-- Belge Alıntısı --
******************************

ASAYİŞ - 23 Haziran 2023 Cuma 09:58

MİT'ten Suriye'de kritik operasyon!

A
A
A
MİT'ten Suriye'de kritik operasyon!

Milli İstihbarat Teşkilatı (MİT), Terörden Arananlar Listesi’nde kırmızı kategoride yer alan ve İnterpol Kırmızı Bülten ile aranan KCK Yürütme Konseyi Üyesi Esad Faraşin kod adlı Abdurrahman Çadırcı’yı Suriye’nin Kamışlı şehrinde etkisiz hale getirdi.

Terör örgütü PKK/KCK’nın karar alma ve talimat verme konusunda en üst organı olan “Yürütme Konseyi”ni öncelikli hedef olarak belirleyen MİT, Terörden Arananlar Listesi’nde kırmızı kategoride yer alan ve İnterpol Kırmızı Bülten ile aranan KCK Yürütme Konseyi Üyesi Esad Faraşin kod Abdurrahman Çadırcı’yı Suriye’nin Kamışlı şehrinde gerçekleştirdiği nokta atışı operasyon ile etkisiz hale getirdi. Esad Faraşin kod adlı Abdurrahman Çadırcı geçmiş dönemde Avrupa’da sorumlu düzeyde faaliyet yürüttüğü için Esad Avrupa kod isimlerini de kullanan Abdurrahman Çadırcı, MİT tarafından hedef listesine alındı.

MİT, saha ajanlarına operasyonu başlatma talimatı verdi

Terör örgütü PKK/KCK’nın konsey üyelerinin güvenlik gerekçesi ile bir arada bulunmadığı istihbaratını alan MİT; konsey üyelerinin Irak, Suriye, Avrupa ülkeleri gibi yurtdışında farklı bölgelerde bulunduğu bilgisine sahip oldu. Ayrıca MİT, örgüt tarafından çok iyi korunan Yürütme Konseyi üyelerinin, örgütün özel toplantıları dışında bulunduğu yerden çıkmadığını öğrendi.

******************************

-- Veri Bölümü --
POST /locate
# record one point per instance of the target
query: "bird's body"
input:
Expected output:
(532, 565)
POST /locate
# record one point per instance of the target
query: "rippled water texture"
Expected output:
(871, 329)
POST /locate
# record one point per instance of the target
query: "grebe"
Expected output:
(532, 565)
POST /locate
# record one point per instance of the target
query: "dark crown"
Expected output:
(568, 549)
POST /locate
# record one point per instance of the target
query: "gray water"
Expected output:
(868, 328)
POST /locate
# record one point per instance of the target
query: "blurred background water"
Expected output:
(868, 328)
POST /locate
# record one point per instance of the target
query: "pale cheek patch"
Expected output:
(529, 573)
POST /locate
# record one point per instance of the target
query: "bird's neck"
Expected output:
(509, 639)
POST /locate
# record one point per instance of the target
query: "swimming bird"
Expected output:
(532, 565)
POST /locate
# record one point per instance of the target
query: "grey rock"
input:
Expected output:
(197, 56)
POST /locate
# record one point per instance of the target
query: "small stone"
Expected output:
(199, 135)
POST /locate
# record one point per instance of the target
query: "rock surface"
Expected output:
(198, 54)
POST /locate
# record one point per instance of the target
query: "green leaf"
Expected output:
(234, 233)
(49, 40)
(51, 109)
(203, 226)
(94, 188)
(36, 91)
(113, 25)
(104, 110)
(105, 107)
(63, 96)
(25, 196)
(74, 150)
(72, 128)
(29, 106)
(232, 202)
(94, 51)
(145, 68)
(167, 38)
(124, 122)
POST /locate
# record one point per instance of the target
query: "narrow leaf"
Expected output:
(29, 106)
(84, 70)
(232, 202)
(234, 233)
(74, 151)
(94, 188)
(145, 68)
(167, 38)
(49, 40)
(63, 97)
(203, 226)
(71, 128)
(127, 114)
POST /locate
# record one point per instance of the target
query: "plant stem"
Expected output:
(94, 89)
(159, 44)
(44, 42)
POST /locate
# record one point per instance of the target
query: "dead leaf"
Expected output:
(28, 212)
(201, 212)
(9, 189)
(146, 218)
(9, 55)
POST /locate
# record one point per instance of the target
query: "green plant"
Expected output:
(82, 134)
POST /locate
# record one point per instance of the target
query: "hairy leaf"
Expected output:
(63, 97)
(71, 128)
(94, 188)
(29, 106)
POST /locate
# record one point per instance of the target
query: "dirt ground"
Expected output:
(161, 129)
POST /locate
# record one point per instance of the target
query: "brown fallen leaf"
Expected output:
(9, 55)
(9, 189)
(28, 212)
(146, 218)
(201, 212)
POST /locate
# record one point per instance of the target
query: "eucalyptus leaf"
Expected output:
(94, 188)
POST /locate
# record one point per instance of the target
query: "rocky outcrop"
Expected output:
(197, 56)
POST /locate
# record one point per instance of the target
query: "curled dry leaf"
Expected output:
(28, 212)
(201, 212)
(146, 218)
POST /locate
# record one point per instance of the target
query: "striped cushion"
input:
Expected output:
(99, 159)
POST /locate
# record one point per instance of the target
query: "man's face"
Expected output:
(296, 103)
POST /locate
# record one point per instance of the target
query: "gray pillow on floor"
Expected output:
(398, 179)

******************************

-- Çözülecek Problem --
Belge alıntısındaki şu cümleyi İngilizceye çevirin: "Ayrıca MİT, örgüt tarafından çok iyi korunan Yürütme Konseyi üyelerinin, örgütün özel toplantıları dışında bulunduğu yerden çıkmadığını öğrendi." Veriler, belge alıntısından ayrı bir malzemedir.

-- Alıştırma Cevabı --
In addition, MİT learned that the Executive Council members, who are very well protected by the organization, do not leave the places where they stay except for the organization's special meetings.